##### TEXT SHOWN

Epigenetic marker contributes to PARP inhibitor resistance

PARP inhibitor

TET2 loss in BRCA2-deficient tumors contributes to PARP inhibitor resistance by stabilizing stalled replication forks.
Image courtesy of Shyam Sharan

CCR scientists have discovered a way cancer cells can become resistant to PARP inhibitors, targeted therapies that are used to treat some ovarian, breast and prostate cancers.  

PARP inhibitors, which are now being evaluated against an even wider range of cancers, are used to treat tumors whose cells have problems repairing damaged DNA, often due to mutations in BRCA1 or BRCA2 genes. They are thought to exploit this weakness by targeting other DNA repair proteins and leaving cancer cells unable to deal with damage to their genomes, ultimately leading to their death. 

Unfortunately, many patients who respond to PARP inhibitors eventually develop resistance to the treatment. Researchers have uncovered various changes that enable cancer cells to survive PARP inhibitors, but some resistance has remained unexplained. A new study, published August 18, 2020, in Science Signaling, explores this area of interest and was led by Shyam Sharan, Ph.D., Deputy Director of CCR’s Mouse Cancer Genetics Program and Scientific Director of the Center for Advanced Preclinical Research.  

Dr. Sharan’s team conducted a genetic screen to identify factors that can make BRCA-deficient cells that are sensitive to PARP inhibitors stop responding to the drug. Their screen led them to TET2, an enzyme that adjusts epigenetic markers on the genome, converting 5-methylcytosine chemical marks, which can dampen gene activity, to a mark known as 5-hydroxymethycytosine (5hmC).

##########
##### DATA SUPPLIED

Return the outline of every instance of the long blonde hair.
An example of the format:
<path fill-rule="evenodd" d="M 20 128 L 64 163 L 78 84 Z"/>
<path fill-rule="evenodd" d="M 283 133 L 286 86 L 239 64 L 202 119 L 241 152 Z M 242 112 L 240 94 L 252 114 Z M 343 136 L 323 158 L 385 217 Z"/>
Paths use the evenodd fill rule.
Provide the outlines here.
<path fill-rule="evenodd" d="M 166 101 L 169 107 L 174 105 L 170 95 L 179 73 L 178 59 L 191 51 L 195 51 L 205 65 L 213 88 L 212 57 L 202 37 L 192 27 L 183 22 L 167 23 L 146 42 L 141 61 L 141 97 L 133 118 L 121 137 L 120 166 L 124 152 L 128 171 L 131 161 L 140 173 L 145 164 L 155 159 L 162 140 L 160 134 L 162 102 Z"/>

##########

- _ASSIGNED TASK 1_:
Answer these questions using the article on PARP inhibitor resistance.
(a) Which three kinds of cancer does the article say PARP inhibitors are used to treat?
(b) In which journal and on what date was the new study published?
(c) Which enzyme did the team's genetic screen lead them to?
- _ASSIGNED TASK 2_:
Continue the article on PARP inhibitor resistance, picking up after its final sentence.

- _EXERCISE OUTPUT 1_:
(a) Ovarian, breast and prostate cancers.
(b) Science Signaling, on August 18, 2020.
(c) TET2.

- _EXERCISE OUTPUT 2_:
Suhas Kharat, Ph.D., and Xia Ding, Ph.D., postdoctoral researchers in Sharan’s laboratory, found that TET2 is critical for maintaining the integrity of the genome. It is particularly important for determining the stability of stalled replication forks, structures that form on DNA strands when replication is paused due to damage. These stalled forks are usually degraded in BRCA2-defective cells, but when those cells lack TET2, stalled forks remain intact. 

Based on previous work from CCR colleague Andre Nussenzweig, Ph.D., the team knew that failure to degrade stalled replication forks can make cancer cells resistant to PARP inhibitors. And indeed, switching off the TET2 gene enabled BRCA2-deficient cells to survive treatment with PARP inhibitors.

Sharan’s team linked this effect directly to TET2’s placement of 5hmC marks on the genome. When they chemically treated cells to boost levels of 5hmC, stalled replication forks were degraded. The finding suggests a strategy to combat at least some of the resistance to PARP inhibitors that develops in patients, Sharan notes. “The fact that increasing 5hmC levels can degrade the fork is very, very exciting,” he says. “This is proof of principle that by increasing 5hmC levels we may be able to restore sensitivity.”